Written problem
Repeat every line exactly, keeping the pictures out of the copy.

______________________________

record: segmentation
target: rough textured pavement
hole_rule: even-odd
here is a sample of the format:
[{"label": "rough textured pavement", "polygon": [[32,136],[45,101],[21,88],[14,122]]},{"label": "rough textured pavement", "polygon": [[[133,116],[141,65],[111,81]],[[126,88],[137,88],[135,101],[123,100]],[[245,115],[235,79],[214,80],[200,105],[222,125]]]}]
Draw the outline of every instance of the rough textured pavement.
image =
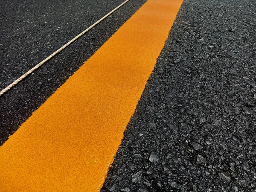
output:
[{"label": "rough textured pavement", "polygon": [[184,0],[102,191],[256,191],[255,7]]},{"label": "rough textured pavement", "polygon": [[[0,97],[0,145],[145,1],[129,1]],[[1,90],[124,1],[0,1]]]}]

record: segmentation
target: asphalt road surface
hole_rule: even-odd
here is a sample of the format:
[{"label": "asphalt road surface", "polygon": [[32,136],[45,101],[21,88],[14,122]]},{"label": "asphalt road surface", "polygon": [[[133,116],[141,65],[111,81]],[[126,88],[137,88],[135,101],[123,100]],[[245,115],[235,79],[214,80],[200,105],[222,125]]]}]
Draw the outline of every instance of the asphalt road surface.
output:
[{"label": "asphalt road surface", "polygon": [[[0,143],[145,1],[131,0],[0,97]],[[122,1],[76,2],[0,3],[1,88]],[[102,191],[256,191],[255,7],[184,0]]]},{"label": "asphalt road surface", "polygon": [[[1,96],[0,145],[145,1],[126,3]],[[123,2],[1,1],[0,89]]]},{"label": "asphalt road surface", "polygon": [[102,191],[256,191],[255,7],[184,0]]}]

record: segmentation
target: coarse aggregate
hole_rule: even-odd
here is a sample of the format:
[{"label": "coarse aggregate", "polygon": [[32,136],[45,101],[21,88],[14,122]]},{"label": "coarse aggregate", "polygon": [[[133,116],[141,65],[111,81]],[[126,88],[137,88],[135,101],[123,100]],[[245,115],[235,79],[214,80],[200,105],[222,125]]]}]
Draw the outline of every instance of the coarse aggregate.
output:
[{"label": "coarse aggregate", "polygon": [[[122,0],[0,1],[0,89]],[[146,0],[131,0],[0,97],[0,145]]]},{"label": "coarse aggregate", "polygon": [[184,0],[102,192],[256,192],[255,7]]}]

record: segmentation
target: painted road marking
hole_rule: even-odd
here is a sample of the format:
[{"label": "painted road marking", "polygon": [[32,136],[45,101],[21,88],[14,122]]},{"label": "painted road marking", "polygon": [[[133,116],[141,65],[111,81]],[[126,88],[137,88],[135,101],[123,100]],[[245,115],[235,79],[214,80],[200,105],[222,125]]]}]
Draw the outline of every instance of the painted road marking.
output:
[{"label": "painted road marking", "polygon": [[182,0],[148,0],[0,147],[0,191],[100,190]]}]

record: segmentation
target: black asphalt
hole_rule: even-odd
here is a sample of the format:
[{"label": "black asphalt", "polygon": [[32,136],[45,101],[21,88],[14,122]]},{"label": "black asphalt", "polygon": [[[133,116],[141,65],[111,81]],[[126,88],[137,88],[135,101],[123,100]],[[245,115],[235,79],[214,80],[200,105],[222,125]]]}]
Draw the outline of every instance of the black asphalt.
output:
[{"label": "black asphalt", "polygon": [[[0,96],[0,145],[145,2],[131,0]],[[0,90],[124,1],[0,1]]]},{"label": "black asphalt", "polygon": [[184,0],[102,192],[256,192],[256,3]]},{"label": "black asphalt", "polygon": [[[1,1],[1,87],[121,1]],[[131,0],[0,97],[0,143],[145,1]],[[102,191],[256,192],[256,7],[184,0]]]}]

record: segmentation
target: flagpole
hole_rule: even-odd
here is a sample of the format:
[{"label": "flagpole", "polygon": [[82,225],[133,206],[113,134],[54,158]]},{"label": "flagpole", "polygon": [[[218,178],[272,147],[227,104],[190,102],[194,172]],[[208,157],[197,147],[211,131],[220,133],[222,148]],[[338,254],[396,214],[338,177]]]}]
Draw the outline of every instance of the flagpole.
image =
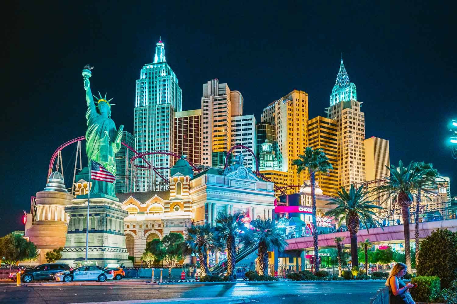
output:
[{"label": "flagpole", "polygon": [[86,222],[86,261],[87,261],[87,247],[89,244],[89,205],[90,200],[90,177],[92,169],[92,160],[89,161],[89,189],[87,192],[87,221]]}]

______________________________

Correct output
record: segmentation
target: rough textured pavement
hole_rule: even-odd
here is a sample of the format:
[{"label": "rough textured pavement", "polygon": [[32,136],[45,101],[21,88],[14,122]]},{"label": "rough textured pavement", "polygon": [[[133,116],[141,65],[111,81]],[[126,88],[137,88],[135,101],[123,100]],[[245,115],[235,79],[214,80],[200,105],[222,125]]]}]
Draw the outline of every instance of the rough textured pavement.
image =
output:
[{"label": "rough textured pavement", "polygon": [[184,0],[102,191],[256,191],[255,7]]},{"label": "rough textured pavement", "polygon": [[[0,97],[0,145],[145,1],[129,1]],[[1,90],[124,1],[0,1]]]}]

record: segmentation
target: asphalt road surface
hole_rule: even-odd
here is a sample of the format:
[{"label": "asphalt road surface", "polygon": [[32,136],[45,101],[21,88],[14,122]]},{"label": "asphalt road surface", "polygon": [[[133,116],[141,65],[111,81]],[[126,88],[137,88],[135,101],[123,100]],[[245,115],[235,79],[214,80],[200,105],[222,125]]]}]
Draw the outline of every instance of the asphalt road surface.
output:
[{"label": "asphalt road surface", "polygon": [[[0,143],[145,1],[131,0],[0,97]],[[122,1],[76,2],[0,3],[1,88]],[[102,191],[256,191],[255,7],[184,0]]]},{"label": "asphalt road surface", "polygon": [[[1,96],[0,145],[145,1],[126,3]],[[123,2],[1,1],[0,89]]]},{"label": "asphalt road surface", "polygon": [[102,191],[256,191],[255,7],[184,0]]}]

record: segmentation
target: coarse aggregate
hole_rule: even-odd
here is a sample of the format:
[{"label": "coarse aggregate", "polygon": [[32,136],[45,101],[21,88],[14,122]]},{"label": "coarse aggregate", "polygon": [[[133,116],[141,65],[111,81]],[[126,88],[137,88],[135,101],[123,100]],[[245,115],[235,79],[214,80],[200,105],[222,125]]]}]
Draw the outline of every instance of the coarse aggregate.
output:
[{"label": "coarse aggregate", "polygon": [[[122,0],[0,1],[0,89]],[[146,0],[131,0],[0,97],[0,145]]]},{"label": "coarse aggregate", "polygon": [[184,0],[102,192],[256,192],[255,7]]}]

record: segmentation
target: painted road marking
hole_rule: even-odd
here is a sample of the format:
[{"label": "painted road marking", "polygon": [[32,136],[45,101],[21,88],[14,122]]},{"label": "painted road marking", "polygon": [[[133,116],[141,65],[111,81]],[[126,88],[137,88],[135,101],[123,100]],[[245,115],[235,79],[214,80],[200,105],[222,125]]]}]
Draw the outline of every instance of the painted road marking.
output:
[{"label": "painted road marking", "polygon": [[182,0],[148,0],[0,147],[0,191],[100,190]]}]

record: segmentation
target: black asphalt
hole_rule: even-odd
here is a sample of the format:
[{"label": "black asphalt", "polygon": [[32,136],[45,101],[21,88],[14,122]]},{"label": "black asphalt", "polygon": [[[133,116],[141,65],[111,81]],[[126,88],[137,88],[135,101],[123,100]],[[245,115],[235,79],[214,80],[200,105],[222,125]]]}]
Draw the outline of every instance of the black asphalt.
output:
[{"label": "black asphalt", "polygon": [[[0,96],[0,145],[145,2],[131,0]],[[0,90],[124,1],[0,1]]]},{"label": "black asphalt", "polygon": [[184,0],[102,192],[256,192],[256,3]]},{"label": "black asphalt", "polygon": [[[1,1],[1,87],[121,1]],[[131,0],[0,97],[0,143],[145,1]],[[102,191],[256,192],[256,7],[184,0]]]}]

record: segmentation
target: flagpole
hole_rule: even-odd
here is a sample of the format:
[{"label": "flagpole", "polygon": [[82,225],[133,206],[113,134],[54,158]]},{"label": "flagpole", "polygon": [[[218,178],[272,147],[227,104],[190,102],[194,172]],[[208,157],[197,147],[211,131],[220,133],[222,148]],[[338,254],[396,214],[338,177]]]}]
Draw the outline of every instance of the flagpole.
image =
output:
[{"label": "flagpole", "polygon": [[86,222],[86,261],[87,261],[87,247],[89,244],[89,205],[90,200],[90,177],[92,169],[92,160],[89,161],[89,189],[87,192],[87,221]]}]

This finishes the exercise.